## AIM OF THE TASK
Write out the material again word for word, dropping any images it holds.

## Point annotations for photos
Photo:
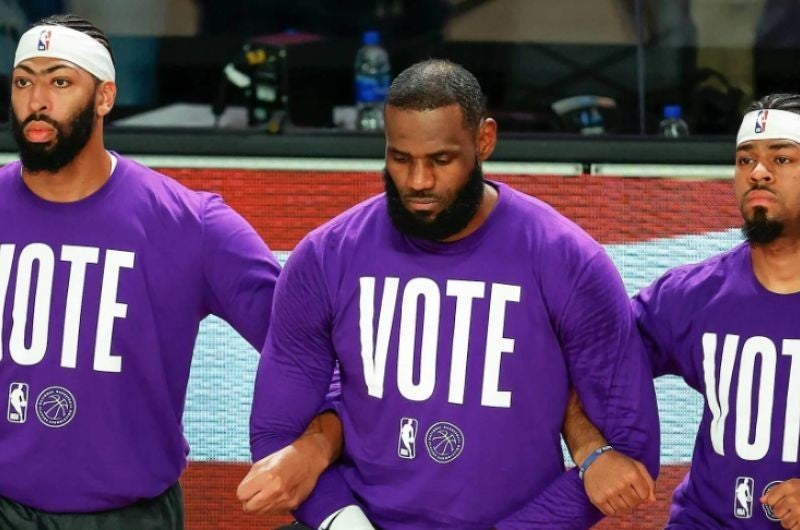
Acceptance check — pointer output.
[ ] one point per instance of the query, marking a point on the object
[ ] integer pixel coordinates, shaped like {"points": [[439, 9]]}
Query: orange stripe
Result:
{"points": [[284, 206], [211, 504]]}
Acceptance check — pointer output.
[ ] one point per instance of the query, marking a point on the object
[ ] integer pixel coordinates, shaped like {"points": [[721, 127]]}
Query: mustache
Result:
{"points": [[40, 117], [759, 187]]}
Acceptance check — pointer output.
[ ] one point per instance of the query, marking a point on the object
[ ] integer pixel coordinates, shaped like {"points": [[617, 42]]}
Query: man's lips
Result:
{"points": [[39, 131]]}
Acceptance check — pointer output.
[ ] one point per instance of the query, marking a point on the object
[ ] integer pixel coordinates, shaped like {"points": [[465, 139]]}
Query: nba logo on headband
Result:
{"points": [[761, 121], [44, 40]]}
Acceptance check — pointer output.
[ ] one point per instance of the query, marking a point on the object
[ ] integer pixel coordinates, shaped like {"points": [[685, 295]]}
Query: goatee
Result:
{"points": [[759, 230], [450, 221], [69, 139]]}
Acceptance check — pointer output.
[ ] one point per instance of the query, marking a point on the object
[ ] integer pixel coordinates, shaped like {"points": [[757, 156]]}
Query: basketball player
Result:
{"points": [[459, 308], [728, 326], [106, 269]]}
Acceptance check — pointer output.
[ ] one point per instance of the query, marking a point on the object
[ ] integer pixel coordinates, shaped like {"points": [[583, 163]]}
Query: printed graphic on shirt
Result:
{"points": [[407, 441], [17, 403], [31, 302], [755, 429], [55, 406], [416, 365], [743, 498], [444, 441], [767, 508]]}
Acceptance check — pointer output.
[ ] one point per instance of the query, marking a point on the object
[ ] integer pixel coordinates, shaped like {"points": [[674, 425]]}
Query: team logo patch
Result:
{"points": [[44, 40], [444, 441], [767, 508], [17, 403], [407, 441], [743, 498], [761, 121], [55, 406]]}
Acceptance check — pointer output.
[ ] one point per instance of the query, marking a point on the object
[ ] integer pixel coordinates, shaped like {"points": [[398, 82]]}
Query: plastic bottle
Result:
{"points": [[372, 77], [673, 126]]}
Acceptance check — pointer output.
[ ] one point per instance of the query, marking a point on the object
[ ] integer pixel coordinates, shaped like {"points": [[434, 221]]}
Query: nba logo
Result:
{"points": [[407, 442], [761, 121], [17, 403], [44, 40], [767, 508], [743, 498]]}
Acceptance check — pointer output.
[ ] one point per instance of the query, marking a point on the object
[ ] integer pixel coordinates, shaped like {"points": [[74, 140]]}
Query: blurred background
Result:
{"points": [[620, 113], [626, 61]]}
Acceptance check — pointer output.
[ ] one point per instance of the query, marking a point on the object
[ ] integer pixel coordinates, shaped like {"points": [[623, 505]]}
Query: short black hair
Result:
{"points": [[787, 102], [437, 83], [78, 24]]}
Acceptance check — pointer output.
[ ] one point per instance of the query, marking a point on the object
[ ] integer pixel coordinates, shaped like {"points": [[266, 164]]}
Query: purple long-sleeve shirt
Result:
{"points": [[100, 303], [456, 361], [739, 346]]}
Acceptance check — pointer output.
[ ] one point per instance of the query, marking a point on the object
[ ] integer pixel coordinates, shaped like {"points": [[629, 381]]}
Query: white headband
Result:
{"points": [[769, 124], [60, 42]]}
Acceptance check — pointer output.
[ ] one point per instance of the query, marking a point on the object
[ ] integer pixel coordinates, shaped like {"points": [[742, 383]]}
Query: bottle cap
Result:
{"points": [[672, 112], [371, 37]]}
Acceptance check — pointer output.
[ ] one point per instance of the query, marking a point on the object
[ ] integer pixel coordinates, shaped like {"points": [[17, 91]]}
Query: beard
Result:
{"points": [[70, 139], [760, 230], [451, 220]]}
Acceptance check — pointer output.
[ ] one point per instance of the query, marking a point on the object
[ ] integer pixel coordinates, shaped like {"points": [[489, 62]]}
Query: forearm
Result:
{"points": [[322, 440], [580, 434]]}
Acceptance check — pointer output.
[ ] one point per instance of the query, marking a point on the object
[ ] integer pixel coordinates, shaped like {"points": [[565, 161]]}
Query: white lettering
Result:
{"points": [[110, 309], [20, 352], [79, 258]]}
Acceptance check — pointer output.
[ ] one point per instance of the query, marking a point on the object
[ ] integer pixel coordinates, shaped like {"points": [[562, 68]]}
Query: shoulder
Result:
{"points": [[351, 226], [546, 232], [694, 281], [161, 193]]}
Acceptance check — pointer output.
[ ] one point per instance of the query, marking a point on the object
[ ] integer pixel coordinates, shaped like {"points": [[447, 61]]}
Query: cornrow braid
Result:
{"points": [[787, 102], [437, 83], [78, 24]]}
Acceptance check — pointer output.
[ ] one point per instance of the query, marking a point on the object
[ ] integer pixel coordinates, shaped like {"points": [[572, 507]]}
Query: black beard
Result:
{"points": [[759, 230], [68, 142], [450, 221]]}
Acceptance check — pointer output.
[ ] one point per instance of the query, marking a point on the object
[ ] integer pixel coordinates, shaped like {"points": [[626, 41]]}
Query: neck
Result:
{"points": [[487, 205], [776, 265], [83, 176]]}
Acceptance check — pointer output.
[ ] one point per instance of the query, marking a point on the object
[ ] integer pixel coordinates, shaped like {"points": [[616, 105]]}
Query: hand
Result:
{"points": [[784, 499], [616, 483], [281, 481]]}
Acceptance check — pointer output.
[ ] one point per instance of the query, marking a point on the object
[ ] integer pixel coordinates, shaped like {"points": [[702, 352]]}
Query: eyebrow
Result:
{"points": [[46, 71], [446, 151]]}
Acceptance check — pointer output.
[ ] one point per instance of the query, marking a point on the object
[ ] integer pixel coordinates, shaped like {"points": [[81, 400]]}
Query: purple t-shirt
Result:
{"points": [[738, 344], [100, 303], [456, 361]]}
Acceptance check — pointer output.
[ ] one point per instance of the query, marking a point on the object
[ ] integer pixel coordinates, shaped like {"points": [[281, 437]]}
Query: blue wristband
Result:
{"points": [[591, 458]]}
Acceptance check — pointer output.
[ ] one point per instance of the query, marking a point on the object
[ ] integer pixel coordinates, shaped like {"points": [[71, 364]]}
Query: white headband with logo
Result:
{"points": [[769, 124], [60, 42]]}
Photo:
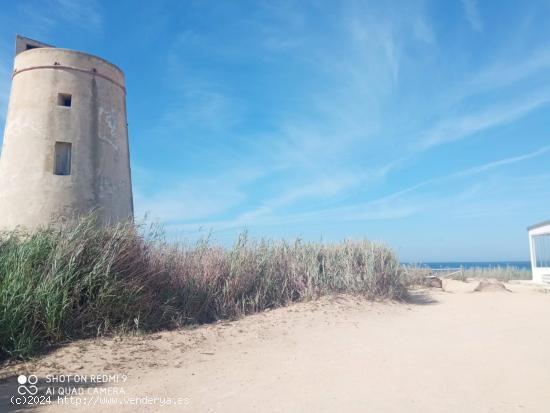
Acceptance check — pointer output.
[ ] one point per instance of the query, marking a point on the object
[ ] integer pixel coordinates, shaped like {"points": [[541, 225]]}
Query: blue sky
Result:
{"points": [[421, 124]]}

## FULL ANSWER
Photo:
Acceptance check — pointer output.
[ ] one point per instance of the query, marking a point on the object
[ ] integer pixel coordinates, shaped like {"points": [[439, 9]]}
Query: orange stripe
Result:
{"points": [[284, 206], [211, 504]]}
Acceptance check — pointer output.
[ ] one point per instance of the query, marking a point on the object
[ ] integer pixel coordinates, shaped like {"points": [[721, 127]]}
Query: mustache
Result:
{"points": [[40, 117], [759, 187]]}
Acceptance check — pointer output.
[ ] one point per instance of the query, marking a point on the object
[ ] integer pixel coordinates, shaped like {"points": [[617, 42]]}
Query: man's lips
Result:
{"points": [[39, 131]]}
Acceptance check — pointer output.
[ ] one point per instance of the query, marking a point on the object
[ ] integer pixel coordinates, shaped like {"points": [[465, 139]]}
Query: nba logo on headband
Result:
{"points": [[761, 121], [44, 40]]}
Acceptance check — pointer output.
[ ] one point per instance of the query, marking a point on the object
[ ] integer pixel coordinates, shaped like {"points": [[685, 295]]}
Query: goatee
Result:
{"points": [[759, 230], [450, 221], [69, 139]]}
Acceptance check — pointer output.
[ ] one point per instance of the query, marking a point on the object
[ ] integer pixel coordinates, shaped like {"points": [[757, 156]]}
Query: basketball player
Result:
{"points": [[459, 308], [728, 326], [106, 269]]}
Acceptance check — pointer output.
[ ] one point per instance of the query, marking a point on the object
[ ] integer pixel coordinates, shaped like {"points": [[583, 163]]}
Query: printed graphic on shirt
Result:
{"points": [[407, 441], [17, 403], [31, 302], [755, 429], [55, 406], [416, 365], [743, 498], [444, 441], [767, 508]]}
Acceptance check — pointer output.
[ ] one point per instance of the query, marking a point on the object
[ ] integer pixel coordinates, shaped like {"points": [[674, 425]]}
Query: team logo patch
Result:
{"points": [[44, 40], [444, 441], [767, 508], [17, 403], [407, 441], [743, 498], [761, 121], [55, 406]]}
Acceptance check — pointer output.
[ ] one point per instance of the query, marking a point on the object
[ ] integer pixel coordinates, shaped like {"points": [[398, 82]]}
Query: plastic bottle
Result:
{"points": [[372, 77], [673, 126]]}
Acceptance check — pointer output.
[ ] one point per instance of the query, marking a point on the object
[ ] integer pixel coordinates, shaped like {"points": [[434, 221]]}
Query: nba logo
Result:
{"points": [[407, 442], [761, 121], [17, 403], [44, 40], [767, 508], [743, 498]]}
Acceptance check — pointer output.
[ ] one point per instance of the query, marking a point on the object
[ ] integer pixel coordinates, shaped like {"points": [[74, 140]]}
Query: blurred background
Result:
{"points": [[620, 113], [626, 61]]}
Acceptance check — pointer output.
[ ] one point per instance of the query, marking a point on the object
[ ] integer pixel coordinates, shaped like {"points": [[623, 505]]}
Query: short black hair
Result:
{"points": [[787, 102], [437, 83], [78, 24]]}
Acceptance check — pointer output.
[ ] one point per instance of the query, marking a point on the object
[ ] integer pixel coordinates, shaped like {"points": [[266, 164]]}
Query: purple long-sleeve shirt
Result:
{"points": [[100, 303], [456, 361], [739, 346]]}
Acceptance check — pointer output.
[ ] one point per instance of the query, marking a point on the object
[ ] integer pixel coordinates, shaped like {"points": [[629, 381]]}
Query: white headband
Result:
{"points": [[769, 124], [60, 42]]}
Acceptance check — pointer output.
[ ] one point per instance of the query, marking a point on the object
[ ] integer pixel coordinates, shaped like {"points": [[742, 383]]}
Query: bottle cap
Result:
{"points": [[672, 112], [371, 37]]}
Acceptance check — pointer output.
[ ] one point per instance of the query, marking a point on the object
[ ] integer pixel coordinates, shaped like {"points": [[17, 91]]}
Query: beard
Result:
{"points": [[70, 139], [760, 230], [451, 220]]}
Acceptance check — pointer output.
[ ] one point per instance of the query, marking a point on the object
[ ] integer pixel coordinates, shaped like {"points": [[489, 62]]}
Query: forearm
Result:
{"points": [[322, 440], [580, 434]]}
Acceptance check — pointer output.
[ ] one point per instance of the query, marking a point on the object
[ ] integer pixel coordinates, shaped like {"points": [[565, 161]]}
Query: white lettering
Result:
{"points": [[110, 309], [20, 352], [79, 258]]}
Acceptance check — pointer output.
[ ] one point per instance of the query, marking a point on the object
[ ] integer pixel coordinates, shaped like {"points": [[562, 68]]}
Query: shoulder
Result:
{"points": [[351, 226], [546, 232], [694, 281], [161, 193]]}
Acceptance check — pointer output.
[ ] one point per instance of the query, marking a point on the object
[ ] integer pixel coordinates, shaped like {"points": [[447, 61]]}
Query: cornrow braid
Result:
{"points": [[787, 102], [437, 83], [78, 24]]}
Acceptance check — pointer output.
[ ] one point per instance of the query, marking a point on the object
[ ] integer pixel coordinates, shaped like {"points": [[572, 507]]}
Query: black beard
Result:
{"points": [[759, 230], [68, 142], [450, 221]]}
Acceptance check — pointer output.
[ ] one point per instance of the query, marking a point on the object
[ ] integer pixel coordinates, shaped like {"points": [[626, 41]]}
Query: neck
Result:
{"points": [[487, 205], [776, 265], [83, 176]]}
Acceptance check — pointer output.
[ ] one point per instance of the query, marking a point on the object
[ ] integer pixel coordinates, shaped like {"points": [[616, 105]]}
Query: hand
Result:
{"points": [[784, 499], [616, 483], [281, 481]]}
Acceptance check — pointer output.
[ ] one point per instance of the query, marking a point on the object
[ ] integer pixel coordinates, shaped like {"points": [[702, 352]]}
Query: eyebrow
Result:
{"points": [[46, 71], [446, 151]]}
Acceptance check — pointer output.
[ ] one point per instance of the query, marking a point on the object
[ ] integer pixel coordinates, shaped like {"points": [[81, 400]]}
Query: purple t-shirt
Result:
{"points": [[738, 344], [100, 303], [456, 361]]}
Acceptance check — pointer output.
[ ] one point per instance of the query, marking a point on the object
[ ] integer pixel coordinates, shaped like {"points": [[281, 437]]}
Query: blue wristband
Result:
{"points": [[591, 458]]}
Acceptance check — pointer output.
[ ] one point per instance of the query, marking a point on the object
[ ] integer pixel coordinates, shaped like {"points": [[71, 364]]}
Query: white headband with logo
Result:
{"points": [[769, 124], [60, 42]]}
Photo:
Acceptance check — pointer output.
[ ] one point per instance of the query, marking a point on the object
[ ] integer pixel coordinates, shaped like {"points": [[541, 225]]}
Query: blue sky
Result:
{"points": [[421, 124]]}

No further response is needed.